→ **INSTRUCTIONS TO FOLLOW**
Please copy every line below that contains the string "bush".

→ **Image-grounded pointing data**

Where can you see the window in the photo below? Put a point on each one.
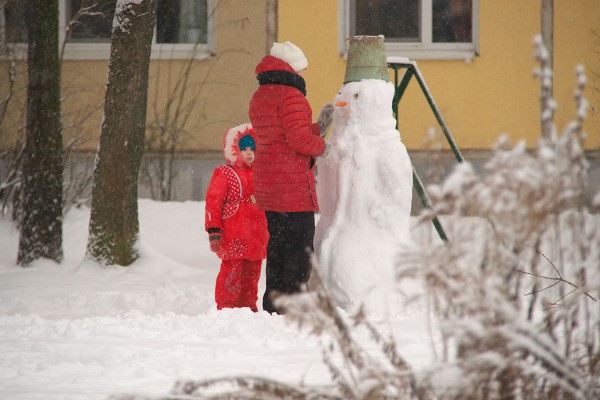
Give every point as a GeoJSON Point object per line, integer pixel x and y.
{"type": "Point", "coordinates": [418, 29]}
{"type": "Point", "coordinates": [182, 26]}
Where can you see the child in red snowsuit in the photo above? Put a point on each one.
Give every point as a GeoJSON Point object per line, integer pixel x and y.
{"type": "Point", "coordinates": [237, 229]}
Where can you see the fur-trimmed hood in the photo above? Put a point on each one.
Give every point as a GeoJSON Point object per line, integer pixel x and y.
{"type": "Point", "coordinates": [231, 149]}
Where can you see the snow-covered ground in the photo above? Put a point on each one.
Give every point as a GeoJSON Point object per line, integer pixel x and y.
{"type": "Point", "coordinates": [79, 331]}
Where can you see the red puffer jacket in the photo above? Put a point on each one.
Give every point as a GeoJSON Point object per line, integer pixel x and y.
{"type": "Point", "coordinates": [287, 141]}
{"type": "Point", "coordinates": [230, 205]}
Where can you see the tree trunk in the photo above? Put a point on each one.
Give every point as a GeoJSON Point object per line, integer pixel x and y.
{"type": "Point", "coordinates": [41, 222]}
{"type": "Point", "coordinates": [114, 226]}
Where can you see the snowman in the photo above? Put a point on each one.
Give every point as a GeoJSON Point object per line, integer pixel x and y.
{"type": "Point", "coordinates": [365, 191]}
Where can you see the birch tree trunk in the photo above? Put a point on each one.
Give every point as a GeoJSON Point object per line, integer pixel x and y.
{"type": "Point", "coordinates": [41, 218]}
{"type": "Point", "coordinates": [114, 226]}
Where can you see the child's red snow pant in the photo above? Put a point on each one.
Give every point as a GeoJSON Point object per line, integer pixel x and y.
{"type": "Point", "coordinates": [237, 284]}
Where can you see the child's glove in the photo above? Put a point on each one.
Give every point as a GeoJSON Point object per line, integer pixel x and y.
{"type": "Point", "coordinates": [215, 241]}
{"type": "Point", "coordinates": [327, 150]}
{"type": "Point", "coordinates": [325, 118]}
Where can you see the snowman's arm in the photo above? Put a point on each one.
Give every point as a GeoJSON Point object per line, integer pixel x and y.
{"type": "Point", "coordinates": [296, 117]}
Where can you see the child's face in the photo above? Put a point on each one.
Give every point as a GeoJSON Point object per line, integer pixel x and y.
{"type": "Point", "coordinates": [247, 155]}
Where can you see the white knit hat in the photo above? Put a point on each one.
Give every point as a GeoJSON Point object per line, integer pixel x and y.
{"type": "Point", "coordinates": [291, 54]}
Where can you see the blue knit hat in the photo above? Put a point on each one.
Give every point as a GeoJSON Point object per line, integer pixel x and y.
{"type": "Point", "coordinates": [247, 141]}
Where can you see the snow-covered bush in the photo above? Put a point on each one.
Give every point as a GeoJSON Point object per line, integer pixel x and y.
{"type": "Point", "coordinates": [517, 286]}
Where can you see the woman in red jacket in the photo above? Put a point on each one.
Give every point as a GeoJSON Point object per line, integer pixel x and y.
{"type": "Point", "coordinates": [287, 145]}
{"type": "Point", "coordinates": [237, 229]}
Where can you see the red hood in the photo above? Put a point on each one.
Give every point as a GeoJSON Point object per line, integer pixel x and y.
{"type": "Point", "coordinates": [270, 63]}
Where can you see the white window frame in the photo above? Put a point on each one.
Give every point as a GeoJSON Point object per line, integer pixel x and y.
{"type": "Point", "coordinates": [101, 51]}
{"type": "Point", "coordinates": [426, 49]}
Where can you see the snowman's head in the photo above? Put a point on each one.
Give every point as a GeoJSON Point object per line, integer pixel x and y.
{"type": "Point", "coordinates": [368, 99]}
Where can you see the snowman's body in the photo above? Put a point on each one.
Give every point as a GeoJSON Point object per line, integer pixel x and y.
{"type": "Point", "coordinates": [365, 193]}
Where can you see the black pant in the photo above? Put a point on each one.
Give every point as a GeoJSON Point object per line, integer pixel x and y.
{"type": "Point", "coordinates": [288, 253]}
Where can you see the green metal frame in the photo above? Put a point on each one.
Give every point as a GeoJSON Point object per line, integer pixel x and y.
{"type": "Point", "coordinates": [411, 70]}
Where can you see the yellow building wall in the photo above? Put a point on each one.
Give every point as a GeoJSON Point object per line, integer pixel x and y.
{"type": "Point", "coordinates": [492, 95]}
{"type": "Point", "coordinates": [218, 90]}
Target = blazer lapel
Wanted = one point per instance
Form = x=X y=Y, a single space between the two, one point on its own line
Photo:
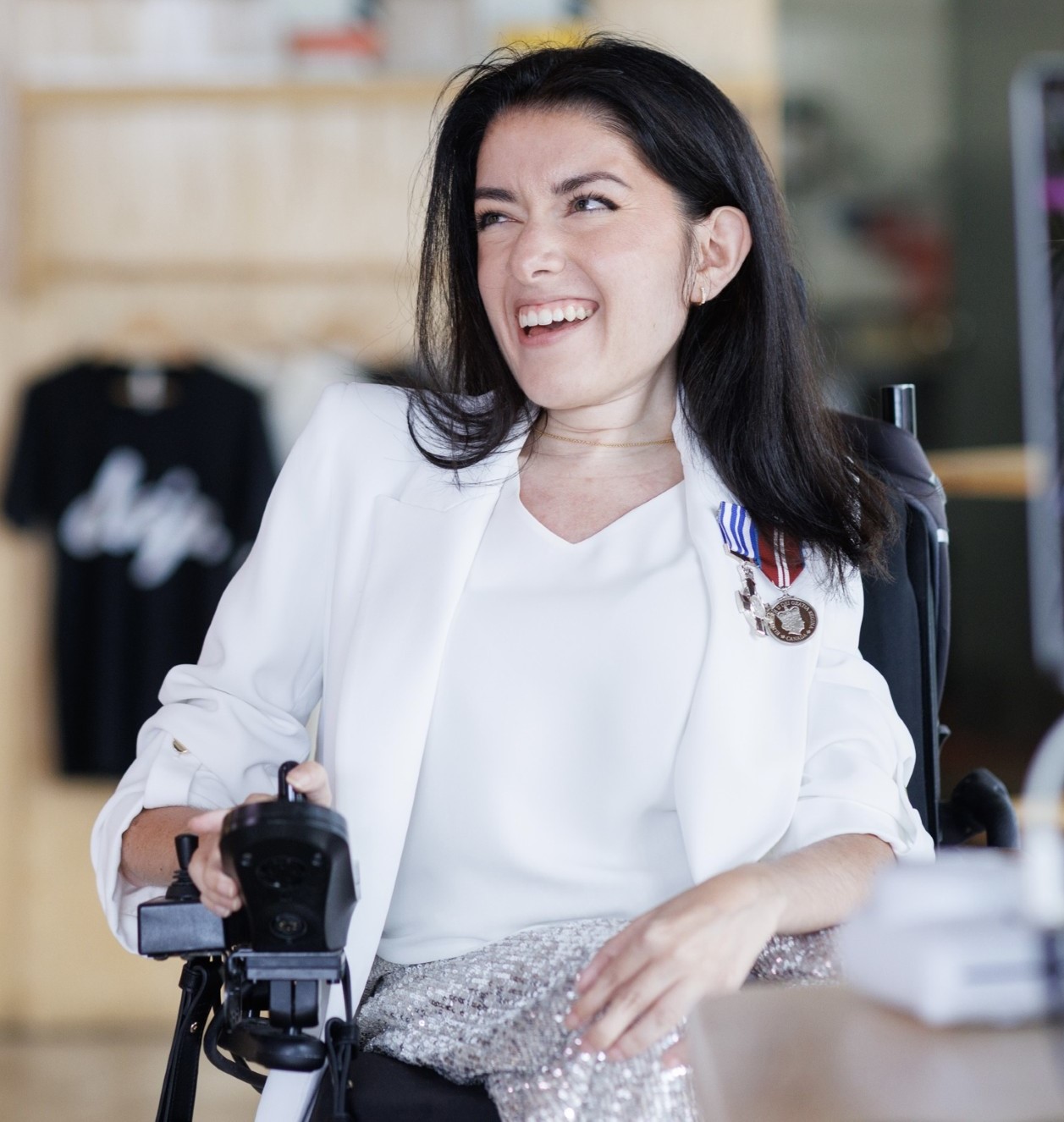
x=739 y=762
x=422 y=547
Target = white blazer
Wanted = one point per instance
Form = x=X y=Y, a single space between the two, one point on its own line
x=347 y=597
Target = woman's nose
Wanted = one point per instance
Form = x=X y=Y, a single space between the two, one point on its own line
x=537 y=250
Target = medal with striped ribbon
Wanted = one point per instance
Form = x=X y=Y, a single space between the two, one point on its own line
x=780 y=559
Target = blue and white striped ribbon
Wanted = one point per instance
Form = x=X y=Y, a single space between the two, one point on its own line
x=739 y=531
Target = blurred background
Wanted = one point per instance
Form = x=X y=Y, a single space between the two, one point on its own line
x=233 y=188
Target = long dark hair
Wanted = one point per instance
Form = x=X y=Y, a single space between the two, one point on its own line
x=747 y=364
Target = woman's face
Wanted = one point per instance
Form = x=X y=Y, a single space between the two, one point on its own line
x=584 y=259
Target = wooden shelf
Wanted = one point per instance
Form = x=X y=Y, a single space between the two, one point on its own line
x=1008 y=471
x=92 y=95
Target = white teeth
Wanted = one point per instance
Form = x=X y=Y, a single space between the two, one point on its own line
x=543 y=316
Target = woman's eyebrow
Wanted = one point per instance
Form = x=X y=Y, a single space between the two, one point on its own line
x=499 y=195
x=574 y=183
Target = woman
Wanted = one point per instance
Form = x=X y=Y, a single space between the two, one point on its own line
x=543 y=706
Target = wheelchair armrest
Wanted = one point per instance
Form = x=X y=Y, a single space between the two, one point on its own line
x=980 y=802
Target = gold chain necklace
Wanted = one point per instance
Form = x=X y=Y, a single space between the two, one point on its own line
x=602 y=443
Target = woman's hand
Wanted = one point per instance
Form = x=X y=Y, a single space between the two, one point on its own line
x=647 y=978
x=219 y=892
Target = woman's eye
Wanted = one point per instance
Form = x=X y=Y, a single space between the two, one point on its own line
x=488 y=217
x=592 y=203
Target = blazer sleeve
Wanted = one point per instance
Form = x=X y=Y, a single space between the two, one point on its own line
x=229 y=722
x=859 y=753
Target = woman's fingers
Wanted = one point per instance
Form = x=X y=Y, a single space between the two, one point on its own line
x=219 y=892
x=662 y=1017
x=312 y=780
x=627 y=1004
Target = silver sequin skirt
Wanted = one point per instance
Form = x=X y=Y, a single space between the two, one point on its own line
x=495 y=1017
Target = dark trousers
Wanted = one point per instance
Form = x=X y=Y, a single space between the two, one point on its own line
x=385 y=1090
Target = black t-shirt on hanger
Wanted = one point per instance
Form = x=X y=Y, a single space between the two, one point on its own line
x=152 y=510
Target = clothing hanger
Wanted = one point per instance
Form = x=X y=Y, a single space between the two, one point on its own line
x=151 y=347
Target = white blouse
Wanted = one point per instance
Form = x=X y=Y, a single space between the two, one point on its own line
x=546 y=791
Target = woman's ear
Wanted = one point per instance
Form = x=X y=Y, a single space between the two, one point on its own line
x=723 y=240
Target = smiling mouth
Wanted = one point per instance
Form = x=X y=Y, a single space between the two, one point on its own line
x=543 y=319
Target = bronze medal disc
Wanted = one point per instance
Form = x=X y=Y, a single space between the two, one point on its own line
x=791 y=619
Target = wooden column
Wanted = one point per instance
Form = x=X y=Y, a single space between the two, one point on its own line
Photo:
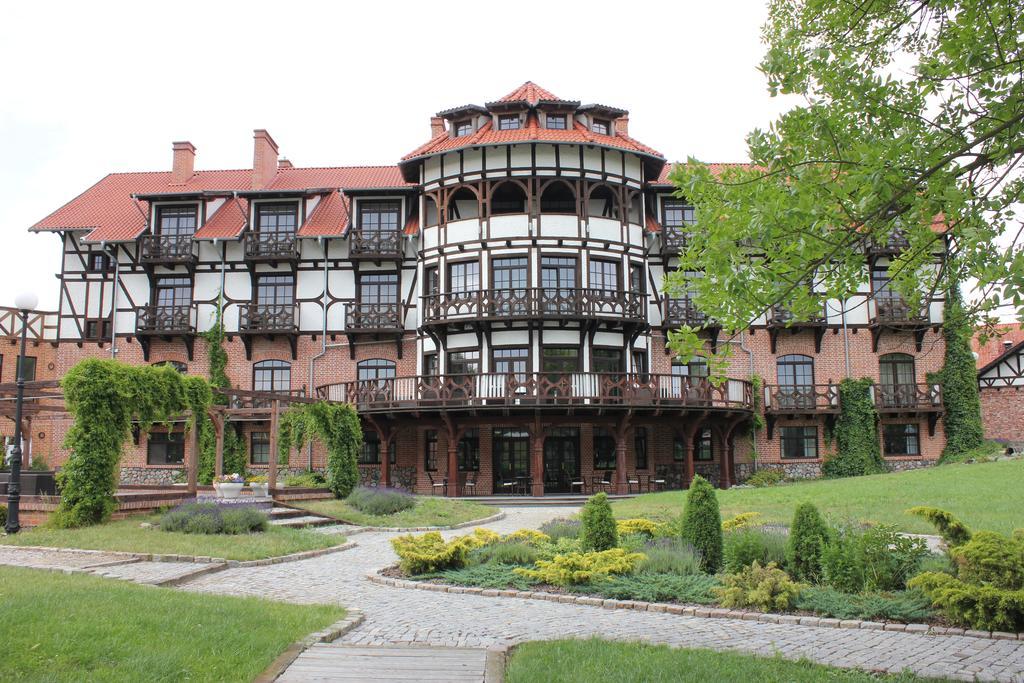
x=271 y=476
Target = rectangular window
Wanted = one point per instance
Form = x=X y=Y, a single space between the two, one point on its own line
x=30 y=368
x=640 y=446
x=901 y=439
x=280 y=219
x=430 y=450
x=165 y=449
x=464 y=276
x=508 y=122
x=604 y=450
x=469 y=451
x=176 y=220
x=799 y=441
x=259 y=449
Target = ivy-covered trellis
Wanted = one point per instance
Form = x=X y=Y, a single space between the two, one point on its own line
x=337 y=425
x=103 y=398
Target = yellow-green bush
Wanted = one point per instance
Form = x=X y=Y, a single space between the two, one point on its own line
x=583 y=567
x=527 y=536
x=766 y=588
x=640 y=525
x=741 y=520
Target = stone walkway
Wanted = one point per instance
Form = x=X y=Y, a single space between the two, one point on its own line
x=395 y=615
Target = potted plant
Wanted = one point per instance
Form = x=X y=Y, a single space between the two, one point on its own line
x=228 y=485
x=259 y=485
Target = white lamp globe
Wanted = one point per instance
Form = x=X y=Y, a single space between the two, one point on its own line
x=26 y=301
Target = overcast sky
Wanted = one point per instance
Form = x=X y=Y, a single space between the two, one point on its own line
x=91 y=88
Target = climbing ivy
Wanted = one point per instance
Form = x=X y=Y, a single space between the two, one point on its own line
x=337 y=425
x=103 y=397
x=856 y=432
x=958 y=379
x=236 y=459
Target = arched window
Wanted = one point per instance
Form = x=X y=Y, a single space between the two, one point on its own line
x=796 y=381
x=508 y=198
x=272 y=376
x=603 y=203
x=898 y=380
x=558 y=198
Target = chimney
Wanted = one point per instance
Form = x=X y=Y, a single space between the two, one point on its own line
x=264 y=159
x=184 y=162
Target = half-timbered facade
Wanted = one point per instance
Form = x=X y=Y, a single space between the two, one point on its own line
x=493 y=304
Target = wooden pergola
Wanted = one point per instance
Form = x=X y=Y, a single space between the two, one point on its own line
x=45 y=398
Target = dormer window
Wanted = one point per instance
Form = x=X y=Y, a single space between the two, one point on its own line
x=508 y=122
x=556 y=121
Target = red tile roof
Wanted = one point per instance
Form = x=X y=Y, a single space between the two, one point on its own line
x=110 y=213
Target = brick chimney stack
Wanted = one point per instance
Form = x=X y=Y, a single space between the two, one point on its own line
x=184 y=162
x=264 y=159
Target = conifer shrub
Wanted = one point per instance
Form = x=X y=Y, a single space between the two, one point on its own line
x=808 y=537
x=702 y=523
x=598 y=530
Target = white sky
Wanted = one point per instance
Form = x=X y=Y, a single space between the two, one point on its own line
x=88 y=88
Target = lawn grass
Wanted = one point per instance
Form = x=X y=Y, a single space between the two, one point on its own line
x=985 y=496
x=598 y=662
x=76 y=628
x=429 y=511
x=128 y=536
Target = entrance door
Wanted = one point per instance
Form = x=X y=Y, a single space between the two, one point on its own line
x=561 y=460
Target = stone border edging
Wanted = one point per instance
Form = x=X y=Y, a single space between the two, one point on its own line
x=711 y=612
x=410 y=529
x=353 y=617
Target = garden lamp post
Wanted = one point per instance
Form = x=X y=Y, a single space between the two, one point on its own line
x=24 y=302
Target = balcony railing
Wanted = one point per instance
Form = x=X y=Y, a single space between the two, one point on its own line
x=167 y=249
x=539 y=390
x=802 y=398
x=267 y=318
x=900 y=397
x=893 y=309
x=682 y=311
x=375 y=244
x=166 y=319
x=271 y=246
x=529 y=303
x=374 y=316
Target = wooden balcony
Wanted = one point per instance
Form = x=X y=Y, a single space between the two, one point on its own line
x=166 y=322
x=528 y=392
x=271 y=247
x=268 y=319
x=375 y=245
x=532 y=304
x=168 y=250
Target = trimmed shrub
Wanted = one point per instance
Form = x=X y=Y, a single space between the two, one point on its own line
x=670 y=556
x=583 y=567
x=702 y=523
x=952 y=530
x=598 y=529
x=747 y=546
x=380 y=502
x=211 y=518
x=766 y=477
x=808 y=537
x=766 y=588
x=561 y=528
x=907 y=606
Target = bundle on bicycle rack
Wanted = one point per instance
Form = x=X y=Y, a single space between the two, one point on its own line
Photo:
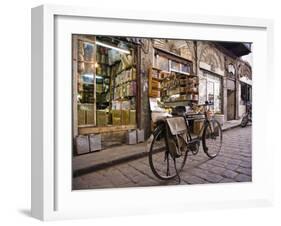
x=177 y=135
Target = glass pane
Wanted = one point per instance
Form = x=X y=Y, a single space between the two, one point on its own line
x=185 y=68
x=162 y=63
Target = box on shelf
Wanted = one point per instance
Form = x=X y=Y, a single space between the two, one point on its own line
x=197 y=126
x=125 y=118
x=155 y=84
x=155 y=93
x=131 y=137
x=95 y=142
x=90 y=117
x=102 y=119
x=81 y=117
x=82 y=144
x=132 y=117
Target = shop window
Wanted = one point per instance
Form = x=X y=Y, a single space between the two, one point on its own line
x=231 y=71
x=106 y=83
x=210 y=90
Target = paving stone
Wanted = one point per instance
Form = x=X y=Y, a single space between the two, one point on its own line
x=194 y=180
x=246 y=171
x=229 y=174
x=233 y=164
x=217 y=169
x=246 y=164
x=234 y=161
x=243 y=178
x=227 y=180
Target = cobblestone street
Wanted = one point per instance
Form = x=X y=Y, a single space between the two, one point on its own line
x=233 y=164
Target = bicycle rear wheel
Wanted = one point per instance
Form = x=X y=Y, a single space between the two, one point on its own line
x=212 y=138
x=160 y=160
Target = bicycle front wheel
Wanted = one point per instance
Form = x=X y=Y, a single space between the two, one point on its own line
x=160 y=160
x=212 y=138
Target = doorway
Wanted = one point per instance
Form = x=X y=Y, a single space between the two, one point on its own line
x=230 y=104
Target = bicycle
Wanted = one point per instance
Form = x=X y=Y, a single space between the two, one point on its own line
x=160 y=156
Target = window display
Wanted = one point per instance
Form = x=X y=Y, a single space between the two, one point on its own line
x=106 y=87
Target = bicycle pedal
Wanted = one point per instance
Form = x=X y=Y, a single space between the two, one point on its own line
x=194 y=142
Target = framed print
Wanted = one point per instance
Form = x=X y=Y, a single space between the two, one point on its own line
x=130 y=108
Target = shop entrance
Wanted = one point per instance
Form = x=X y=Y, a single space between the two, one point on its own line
x=230 y=104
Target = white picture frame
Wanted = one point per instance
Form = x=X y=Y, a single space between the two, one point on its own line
x=52 y=197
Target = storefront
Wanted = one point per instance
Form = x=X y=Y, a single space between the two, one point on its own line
x=105 y=88
x=116 y=79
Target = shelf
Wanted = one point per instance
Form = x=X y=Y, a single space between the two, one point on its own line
x=86 y=61
x=128 y=68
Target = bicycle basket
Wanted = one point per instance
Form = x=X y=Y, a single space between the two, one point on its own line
x=177 y=135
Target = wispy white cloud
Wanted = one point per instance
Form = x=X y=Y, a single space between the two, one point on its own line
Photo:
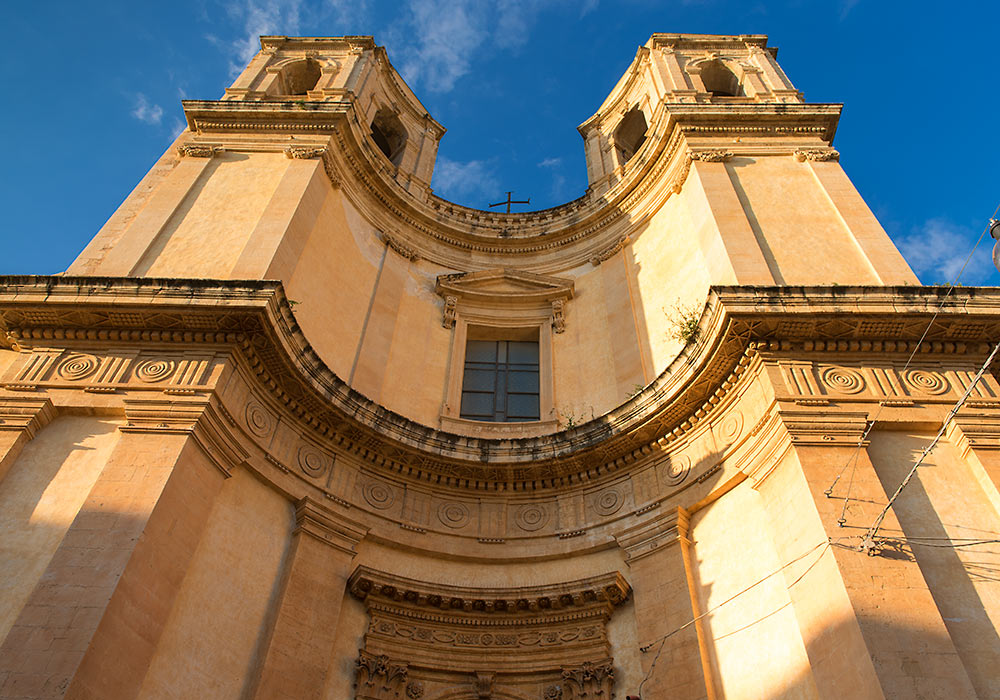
x=146 y=111
x=257 y=18
x=455 y=179
x=439 y=39
x=937 y=250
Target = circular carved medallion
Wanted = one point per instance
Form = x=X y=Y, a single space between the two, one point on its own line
x=843 y=380
x=154 y=370
x=531 y=517
x=609 y=502
x=677 y=469
x=259 y=421
x=926 y=382
x=454 y=515
x=77 y=366
x=312 y=461
x=379 y=495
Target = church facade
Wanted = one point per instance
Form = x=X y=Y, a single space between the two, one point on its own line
x=293 y=426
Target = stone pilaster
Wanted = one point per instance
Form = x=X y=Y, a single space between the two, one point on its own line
x=663 y=603
x=94 y=620
x=315 y=581
x=850 y=606
x=20 y=420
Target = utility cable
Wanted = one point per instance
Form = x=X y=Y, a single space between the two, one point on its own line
x=852 y=461
x=662 y=640
x=868 y=543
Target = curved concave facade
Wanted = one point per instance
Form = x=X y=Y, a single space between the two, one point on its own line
x=292 y=426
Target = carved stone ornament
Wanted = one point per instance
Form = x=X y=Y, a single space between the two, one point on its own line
x=609 y=252
x=304 y=152
x=712 y=156
x=397 y=245
x=817 y=154
x=589 y=680
x=197 y=150
x=558 y=317
x=450 y=311
x=379 y=678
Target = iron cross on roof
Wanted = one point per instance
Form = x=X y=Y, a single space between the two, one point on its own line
x=511 y=201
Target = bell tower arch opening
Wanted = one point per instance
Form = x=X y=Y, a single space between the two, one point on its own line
x=720 y=81
x=630 y=134
x=389 y=135
x=300 y=77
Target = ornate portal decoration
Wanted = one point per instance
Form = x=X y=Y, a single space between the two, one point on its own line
x=548 y=641
x=715 y=155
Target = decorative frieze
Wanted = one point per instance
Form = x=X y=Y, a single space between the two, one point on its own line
x=714 y=155
x=198 y=150
x=609 y=252
x=820 y=155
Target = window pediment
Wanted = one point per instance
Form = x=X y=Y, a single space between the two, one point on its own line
x=505 y=286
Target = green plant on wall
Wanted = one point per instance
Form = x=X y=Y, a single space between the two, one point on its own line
x=684 y=322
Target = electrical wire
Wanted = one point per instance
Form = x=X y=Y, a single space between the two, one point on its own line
x=852 y=461
x=868 y=543
x=662 y=640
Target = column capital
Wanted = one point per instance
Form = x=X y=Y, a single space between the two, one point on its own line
x=649 y=537
x=26 y=414
x=327 y=526
x=199 y=417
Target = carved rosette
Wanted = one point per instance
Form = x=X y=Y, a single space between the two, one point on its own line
x=379 y=678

→ **OUTPUT FOR THIS EXERCISE**
Where can you see the snow-covered bush in the photo above? Put a point on each one.
Target = yellow-green bush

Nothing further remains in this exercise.